WORK REQUEST: Go to the line containing "Give one point for each instance of the flagpole" in the records below and retype from there through the final line, exactly.

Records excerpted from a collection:

=== Begin Enclosure ===

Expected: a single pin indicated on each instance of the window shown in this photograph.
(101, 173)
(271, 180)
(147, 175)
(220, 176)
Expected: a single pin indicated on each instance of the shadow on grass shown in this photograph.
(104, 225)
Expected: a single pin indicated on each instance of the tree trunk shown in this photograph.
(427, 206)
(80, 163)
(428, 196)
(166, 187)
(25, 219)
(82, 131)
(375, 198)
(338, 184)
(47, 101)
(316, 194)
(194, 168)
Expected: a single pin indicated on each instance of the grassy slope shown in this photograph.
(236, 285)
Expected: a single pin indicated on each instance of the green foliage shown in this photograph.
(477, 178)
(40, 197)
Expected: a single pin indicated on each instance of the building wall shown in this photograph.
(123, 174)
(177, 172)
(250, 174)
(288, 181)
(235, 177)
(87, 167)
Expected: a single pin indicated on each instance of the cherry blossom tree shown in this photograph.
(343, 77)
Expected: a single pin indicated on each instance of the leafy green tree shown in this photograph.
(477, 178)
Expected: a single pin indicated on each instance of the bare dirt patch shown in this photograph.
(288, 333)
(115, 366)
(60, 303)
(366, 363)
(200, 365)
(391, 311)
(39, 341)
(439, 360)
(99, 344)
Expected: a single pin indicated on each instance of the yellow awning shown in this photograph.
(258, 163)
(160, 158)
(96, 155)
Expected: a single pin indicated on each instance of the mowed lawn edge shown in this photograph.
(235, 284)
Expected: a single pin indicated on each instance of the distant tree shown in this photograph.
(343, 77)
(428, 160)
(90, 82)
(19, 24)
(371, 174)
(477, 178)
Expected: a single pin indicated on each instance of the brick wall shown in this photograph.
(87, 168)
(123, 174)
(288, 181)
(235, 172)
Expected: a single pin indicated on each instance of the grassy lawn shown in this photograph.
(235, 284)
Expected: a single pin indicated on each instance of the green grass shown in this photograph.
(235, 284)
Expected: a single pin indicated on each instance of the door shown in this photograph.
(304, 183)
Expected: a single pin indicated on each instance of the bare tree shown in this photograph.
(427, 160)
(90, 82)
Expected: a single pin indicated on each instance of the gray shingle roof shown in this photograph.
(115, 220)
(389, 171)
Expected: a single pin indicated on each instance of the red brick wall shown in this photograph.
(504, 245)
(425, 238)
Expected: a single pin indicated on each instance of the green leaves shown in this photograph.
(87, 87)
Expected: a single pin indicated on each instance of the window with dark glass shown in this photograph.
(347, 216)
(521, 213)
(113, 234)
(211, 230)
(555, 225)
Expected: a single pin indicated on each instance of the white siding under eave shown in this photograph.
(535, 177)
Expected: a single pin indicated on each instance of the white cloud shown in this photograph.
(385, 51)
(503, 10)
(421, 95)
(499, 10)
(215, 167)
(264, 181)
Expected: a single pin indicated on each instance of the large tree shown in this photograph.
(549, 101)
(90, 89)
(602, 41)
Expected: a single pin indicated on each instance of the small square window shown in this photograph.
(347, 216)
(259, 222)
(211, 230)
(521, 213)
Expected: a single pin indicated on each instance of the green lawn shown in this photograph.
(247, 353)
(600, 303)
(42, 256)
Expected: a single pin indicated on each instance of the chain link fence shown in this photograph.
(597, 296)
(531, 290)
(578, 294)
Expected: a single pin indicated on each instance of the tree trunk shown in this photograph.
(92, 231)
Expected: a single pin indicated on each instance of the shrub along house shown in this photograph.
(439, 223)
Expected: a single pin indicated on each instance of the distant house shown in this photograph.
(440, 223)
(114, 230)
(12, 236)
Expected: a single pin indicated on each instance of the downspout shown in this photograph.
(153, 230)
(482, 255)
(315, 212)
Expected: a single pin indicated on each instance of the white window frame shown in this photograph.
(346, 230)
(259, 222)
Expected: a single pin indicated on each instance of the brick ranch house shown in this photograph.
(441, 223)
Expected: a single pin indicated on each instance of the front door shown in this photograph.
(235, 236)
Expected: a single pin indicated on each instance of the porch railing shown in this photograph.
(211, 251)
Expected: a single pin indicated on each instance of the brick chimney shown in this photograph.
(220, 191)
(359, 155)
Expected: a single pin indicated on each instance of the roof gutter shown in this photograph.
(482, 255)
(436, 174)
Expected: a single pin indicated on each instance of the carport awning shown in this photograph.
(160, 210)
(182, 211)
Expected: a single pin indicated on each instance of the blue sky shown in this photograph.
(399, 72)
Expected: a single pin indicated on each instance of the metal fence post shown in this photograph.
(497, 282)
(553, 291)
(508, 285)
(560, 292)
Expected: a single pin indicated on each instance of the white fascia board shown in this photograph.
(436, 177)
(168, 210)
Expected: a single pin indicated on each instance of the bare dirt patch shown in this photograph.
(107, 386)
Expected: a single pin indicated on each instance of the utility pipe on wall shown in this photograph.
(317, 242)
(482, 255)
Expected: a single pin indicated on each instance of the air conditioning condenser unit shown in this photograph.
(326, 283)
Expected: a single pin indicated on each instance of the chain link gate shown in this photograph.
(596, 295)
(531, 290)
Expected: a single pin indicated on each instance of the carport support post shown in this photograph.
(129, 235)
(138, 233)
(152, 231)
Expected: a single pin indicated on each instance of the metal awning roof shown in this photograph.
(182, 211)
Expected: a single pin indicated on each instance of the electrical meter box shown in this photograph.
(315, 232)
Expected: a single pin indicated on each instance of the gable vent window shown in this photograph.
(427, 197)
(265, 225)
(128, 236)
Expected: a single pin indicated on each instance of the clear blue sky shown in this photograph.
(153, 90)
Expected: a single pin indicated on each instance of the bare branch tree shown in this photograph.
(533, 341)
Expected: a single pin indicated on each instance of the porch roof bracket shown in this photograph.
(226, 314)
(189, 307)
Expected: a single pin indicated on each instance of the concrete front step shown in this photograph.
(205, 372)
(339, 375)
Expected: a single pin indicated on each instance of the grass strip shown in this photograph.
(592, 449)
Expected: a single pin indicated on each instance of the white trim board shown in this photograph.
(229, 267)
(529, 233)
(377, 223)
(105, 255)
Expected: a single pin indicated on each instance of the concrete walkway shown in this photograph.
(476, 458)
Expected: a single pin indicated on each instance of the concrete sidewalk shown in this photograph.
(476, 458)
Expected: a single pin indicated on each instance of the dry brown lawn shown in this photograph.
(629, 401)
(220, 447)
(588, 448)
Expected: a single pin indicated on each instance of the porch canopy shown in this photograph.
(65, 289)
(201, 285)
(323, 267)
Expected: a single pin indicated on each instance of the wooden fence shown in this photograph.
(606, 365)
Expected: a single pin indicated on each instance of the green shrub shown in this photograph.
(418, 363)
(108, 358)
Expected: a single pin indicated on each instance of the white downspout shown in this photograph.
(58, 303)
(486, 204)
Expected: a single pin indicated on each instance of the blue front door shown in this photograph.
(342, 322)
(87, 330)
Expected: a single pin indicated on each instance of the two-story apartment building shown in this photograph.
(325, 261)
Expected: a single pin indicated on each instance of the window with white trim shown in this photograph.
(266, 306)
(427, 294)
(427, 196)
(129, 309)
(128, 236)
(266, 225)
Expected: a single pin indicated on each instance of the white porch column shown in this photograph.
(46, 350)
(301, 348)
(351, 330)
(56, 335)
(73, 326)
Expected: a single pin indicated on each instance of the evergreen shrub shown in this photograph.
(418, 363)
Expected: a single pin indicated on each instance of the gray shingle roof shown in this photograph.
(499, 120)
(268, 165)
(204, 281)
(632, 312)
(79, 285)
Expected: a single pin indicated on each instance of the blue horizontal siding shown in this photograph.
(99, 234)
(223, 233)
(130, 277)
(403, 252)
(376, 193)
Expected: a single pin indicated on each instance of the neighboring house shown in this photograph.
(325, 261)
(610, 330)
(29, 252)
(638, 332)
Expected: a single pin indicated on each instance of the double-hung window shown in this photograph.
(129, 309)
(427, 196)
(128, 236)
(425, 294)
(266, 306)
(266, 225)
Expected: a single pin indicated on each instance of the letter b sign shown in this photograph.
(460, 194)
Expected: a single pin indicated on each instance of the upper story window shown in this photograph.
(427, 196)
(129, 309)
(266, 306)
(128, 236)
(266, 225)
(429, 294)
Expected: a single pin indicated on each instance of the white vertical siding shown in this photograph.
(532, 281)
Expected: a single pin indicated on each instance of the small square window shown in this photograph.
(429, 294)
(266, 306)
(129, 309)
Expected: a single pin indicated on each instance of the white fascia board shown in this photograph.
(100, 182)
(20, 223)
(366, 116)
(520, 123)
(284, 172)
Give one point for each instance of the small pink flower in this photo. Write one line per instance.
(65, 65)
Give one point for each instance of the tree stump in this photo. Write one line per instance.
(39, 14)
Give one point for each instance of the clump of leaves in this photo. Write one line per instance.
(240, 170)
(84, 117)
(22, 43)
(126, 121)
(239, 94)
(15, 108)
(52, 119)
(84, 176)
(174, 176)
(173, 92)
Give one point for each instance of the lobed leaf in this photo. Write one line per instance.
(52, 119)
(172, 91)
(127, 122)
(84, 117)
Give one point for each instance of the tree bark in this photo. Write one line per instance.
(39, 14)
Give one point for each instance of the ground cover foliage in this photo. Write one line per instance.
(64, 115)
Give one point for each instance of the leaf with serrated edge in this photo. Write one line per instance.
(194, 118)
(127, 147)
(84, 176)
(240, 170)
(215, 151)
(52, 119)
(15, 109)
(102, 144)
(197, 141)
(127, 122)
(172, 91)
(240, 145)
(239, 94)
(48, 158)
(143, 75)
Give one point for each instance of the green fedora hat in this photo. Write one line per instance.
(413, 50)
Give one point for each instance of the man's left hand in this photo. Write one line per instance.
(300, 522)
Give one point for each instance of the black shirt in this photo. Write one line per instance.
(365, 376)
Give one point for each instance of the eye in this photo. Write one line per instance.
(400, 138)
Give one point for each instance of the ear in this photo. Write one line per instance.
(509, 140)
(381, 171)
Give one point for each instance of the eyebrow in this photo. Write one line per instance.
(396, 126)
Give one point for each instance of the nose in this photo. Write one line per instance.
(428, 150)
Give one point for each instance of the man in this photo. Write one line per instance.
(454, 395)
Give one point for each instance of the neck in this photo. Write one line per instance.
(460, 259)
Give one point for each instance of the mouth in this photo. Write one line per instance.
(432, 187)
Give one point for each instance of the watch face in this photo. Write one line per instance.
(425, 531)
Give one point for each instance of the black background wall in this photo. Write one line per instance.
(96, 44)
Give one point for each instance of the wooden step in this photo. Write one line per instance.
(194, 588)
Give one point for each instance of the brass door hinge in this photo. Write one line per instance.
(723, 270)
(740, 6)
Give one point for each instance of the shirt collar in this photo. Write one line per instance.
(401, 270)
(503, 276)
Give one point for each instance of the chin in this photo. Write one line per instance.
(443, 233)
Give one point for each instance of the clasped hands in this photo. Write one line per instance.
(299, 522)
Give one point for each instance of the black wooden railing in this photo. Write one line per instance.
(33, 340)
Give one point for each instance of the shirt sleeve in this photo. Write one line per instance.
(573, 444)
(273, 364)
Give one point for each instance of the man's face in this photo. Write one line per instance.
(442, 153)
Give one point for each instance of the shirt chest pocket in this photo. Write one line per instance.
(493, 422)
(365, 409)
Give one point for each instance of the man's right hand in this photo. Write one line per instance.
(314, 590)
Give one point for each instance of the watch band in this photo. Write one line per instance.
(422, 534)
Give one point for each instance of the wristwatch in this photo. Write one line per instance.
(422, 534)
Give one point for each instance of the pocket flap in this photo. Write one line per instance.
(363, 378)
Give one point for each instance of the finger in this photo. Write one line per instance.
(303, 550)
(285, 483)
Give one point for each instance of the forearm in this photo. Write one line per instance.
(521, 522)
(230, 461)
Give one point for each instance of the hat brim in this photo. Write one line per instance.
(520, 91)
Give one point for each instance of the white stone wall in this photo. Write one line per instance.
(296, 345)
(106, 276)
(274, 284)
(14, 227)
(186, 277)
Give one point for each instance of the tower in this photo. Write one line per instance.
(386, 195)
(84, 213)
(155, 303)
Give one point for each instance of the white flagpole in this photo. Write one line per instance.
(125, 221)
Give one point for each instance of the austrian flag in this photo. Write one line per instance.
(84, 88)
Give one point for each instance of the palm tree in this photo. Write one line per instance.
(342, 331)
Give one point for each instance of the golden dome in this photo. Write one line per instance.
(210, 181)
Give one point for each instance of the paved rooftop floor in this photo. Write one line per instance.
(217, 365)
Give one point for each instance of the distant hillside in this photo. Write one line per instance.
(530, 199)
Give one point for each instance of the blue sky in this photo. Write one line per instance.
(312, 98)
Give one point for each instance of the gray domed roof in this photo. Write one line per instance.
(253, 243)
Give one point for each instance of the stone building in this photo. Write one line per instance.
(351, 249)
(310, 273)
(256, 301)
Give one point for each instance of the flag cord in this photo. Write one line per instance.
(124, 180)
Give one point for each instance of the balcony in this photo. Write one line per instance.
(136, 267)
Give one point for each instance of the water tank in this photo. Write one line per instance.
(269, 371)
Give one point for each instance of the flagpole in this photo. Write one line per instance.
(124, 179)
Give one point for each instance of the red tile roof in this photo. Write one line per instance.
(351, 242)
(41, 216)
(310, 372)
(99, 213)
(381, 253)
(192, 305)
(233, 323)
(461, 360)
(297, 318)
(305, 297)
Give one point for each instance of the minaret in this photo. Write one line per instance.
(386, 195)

=== End Enclosure ===

WRITTEN RESPONSE:
Give one point for each instance of the flagpole in this photo. Write one line per instance.
(124, 179)
Give one point for each instance of the red tile roof in this photo. Write one line per instance.
(351, 242)
(41, 216)
(310, 372)
(99, 213)
(381, 253)
(192, 305)
(233, 323)
(461, 360)
(297, 318)
(305, 297)
Give one point for each instance of the minaret in this photo. Write one line per instance.
(386, 195)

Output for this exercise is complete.